(Dataset rows on where objects appear)
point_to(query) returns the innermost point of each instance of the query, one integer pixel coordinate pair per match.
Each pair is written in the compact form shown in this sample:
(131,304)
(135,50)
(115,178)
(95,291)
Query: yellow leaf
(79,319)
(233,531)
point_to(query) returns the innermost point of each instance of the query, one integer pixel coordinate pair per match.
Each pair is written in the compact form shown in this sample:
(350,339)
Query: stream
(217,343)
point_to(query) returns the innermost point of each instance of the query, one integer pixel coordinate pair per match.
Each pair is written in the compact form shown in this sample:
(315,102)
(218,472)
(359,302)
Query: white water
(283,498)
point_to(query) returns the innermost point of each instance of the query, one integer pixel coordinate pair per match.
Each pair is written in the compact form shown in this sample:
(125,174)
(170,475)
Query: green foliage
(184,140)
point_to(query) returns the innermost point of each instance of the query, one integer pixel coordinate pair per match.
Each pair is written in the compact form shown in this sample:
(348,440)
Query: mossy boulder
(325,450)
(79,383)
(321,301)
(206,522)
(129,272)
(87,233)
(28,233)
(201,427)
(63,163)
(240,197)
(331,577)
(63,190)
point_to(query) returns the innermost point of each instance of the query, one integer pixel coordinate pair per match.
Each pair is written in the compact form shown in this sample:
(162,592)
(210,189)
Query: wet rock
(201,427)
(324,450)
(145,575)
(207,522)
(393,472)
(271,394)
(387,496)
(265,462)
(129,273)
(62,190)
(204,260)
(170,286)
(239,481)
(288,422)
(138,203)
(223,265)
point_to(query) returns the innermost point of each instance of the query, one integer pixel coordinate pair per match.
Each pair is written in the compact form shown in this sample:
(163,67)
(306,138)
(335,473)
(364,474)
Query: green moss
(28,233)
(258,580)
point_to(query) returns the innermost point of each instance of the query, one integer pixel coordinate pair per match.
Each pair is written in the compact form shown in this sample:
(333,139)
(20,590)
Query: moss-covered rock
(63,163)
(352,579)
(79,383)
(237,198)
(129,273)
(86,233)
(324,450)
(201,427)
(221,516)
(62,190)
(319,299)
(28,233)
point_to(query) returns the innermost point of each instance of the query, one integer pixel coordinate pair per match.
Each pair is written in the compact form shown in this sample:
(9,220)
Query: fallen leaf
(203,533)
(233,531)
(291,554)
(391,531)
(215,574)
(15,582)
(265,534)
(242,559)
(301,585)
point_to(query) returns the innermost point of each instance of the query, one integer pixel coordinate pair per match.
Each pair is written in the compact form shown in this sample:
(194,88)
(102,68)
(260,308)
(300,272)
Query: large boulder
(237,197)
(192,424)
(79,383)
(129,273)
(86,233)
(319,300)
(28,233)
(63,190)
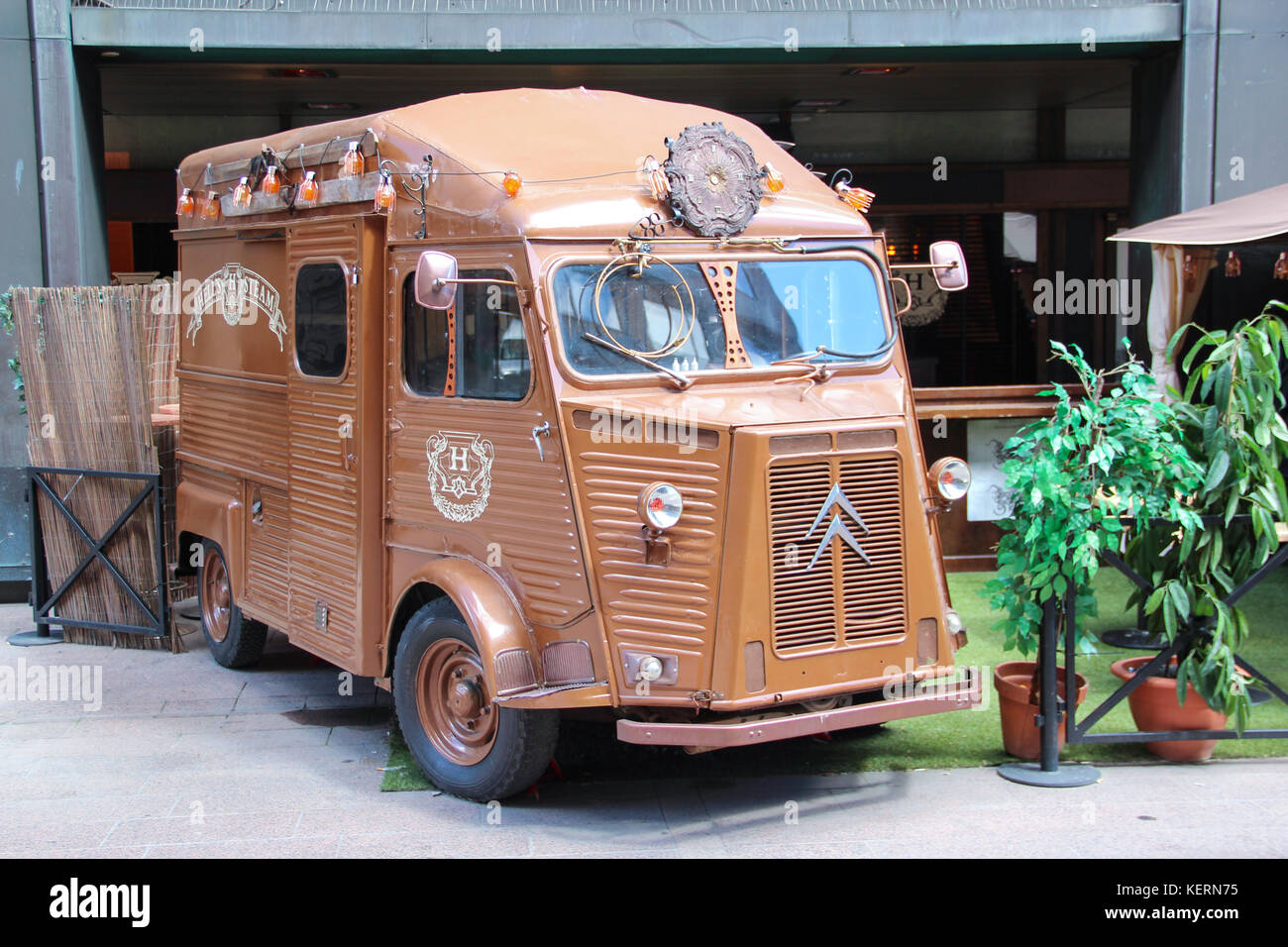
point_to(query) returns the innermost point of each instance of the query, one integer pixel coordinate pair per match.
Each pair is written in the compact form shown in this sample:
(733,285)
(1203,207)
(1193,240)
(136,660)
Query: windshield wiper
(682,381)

▶ WRITTEN PROBLEM:
Omit every picture, then reproduce the rest of the listing exactly.

▶ COMPLETE ANSWER:
point_to(query) returns the innermost point of each instance of the query, one integer pixel coordinate pair per match.
Each pair is written in the compact form shown in this sample:
(131,304)
(135,50)
(115,178)
(95,291)
Query: yellow leaf
(79,319)
(233,531)
point_to(query) returns the innermost point of each instance of the query, one integer pixel coordinate pair per match.
Each pair is written in the compact form shown in this sample:
(350,339)
Query: stream
(217,343)
point_to(query) returns the innermost point of each instance of the query, one integer pixel coordinate pair per match.
Each pair is written in the compact form shown in this sample:
(315,102)
(218,472)
(359,302)
Query: white water
(283,498)
point_to(query) returns the innermost point of each instance of the query, one integer pixel coordinate pair per match.
Each pair is written in the compact form shown in this sample:
(125,174)
(170,475)
Query: green foliage
(184,140)
point_to(query) returns the innermost point of each instance of the query, one integer pixel coordinate pair per match.
Each pair is written in the compact form shown in this sample:
(348,440)
Query: mossy boulder
(325,450)
(79,383)
(321,301)
(206,522)
(129,272)
(87,233)
(28,233)
(201,427)
(63,163)
(240,197)
(331,577)
(63,190)
point_to(query) returns the innermost point of each instance of the query, one integer pixel coordinate pair per match.
Each pair is written in the compact form shown in this sample:
(162,592)
(210,189)
Query: wet rock
(201,427)
(324,450)
(145,575)
(207,522)
(393,472)
(271,394)
(387,496)
(265,462)
(129,273)
(62,190)
(204,260)
(170,286)
(239,481)
(288,422)
(138,203)
(223,265)
point_to(query) returns the innermost point of each instance of the query, one integer pixel coordinate pair per match.
Each pair is written in the compact form shown in this sample:
(163,67)
(306,138)
(335,473)
(364,474)
Query: green moss
(28,233)
(258,580)
point_to(query) returns the innermost point of each instance of the query, one integer pixel coordinate pair per match.
Each pair is written in the compact form shown in this sample:
(333,139)
(20,590)
Query: moss-covered rock
(63,163)
(352,579)
(79,383)
(237,198)
(129,273)
(86,233)
(324,450)
(201,427)
(221,516)
(62,190)
(319,299)
(28,233)
point_to(query) returns the innermost point of each instance of the query, one integer pixel coordinate pair per match.
Each pair is written in the compact form shown in this sample:
(9,220)
Query: fallen leaf
(203,533)
(233,531)
(291,554)
(391,531)
(215,574)
(15,582)
(265,534)
(242,559)
(301,585)
point_to(query) returns the innermost point of each instance of the query, one integer pixel coordinate pair per match.
Each pair is written in the compact form shown in this sample:
(194,88)
(102,68)
(260,308)
(300,272)
Query: large boulder
(237,197)
(192,424)
(79,383)
(129,273)
(86,233)
(319,300)
(28,233)
(63,190)
point_to(query) returns the innermost point of each instance of the query, one integer pixel coordinate pair per match.
Each pair is written in the compact form shown in this sample:
(733,285)
(1203,207)
(1193,240)
(136,660)
Query: windshield wiper
(682,381)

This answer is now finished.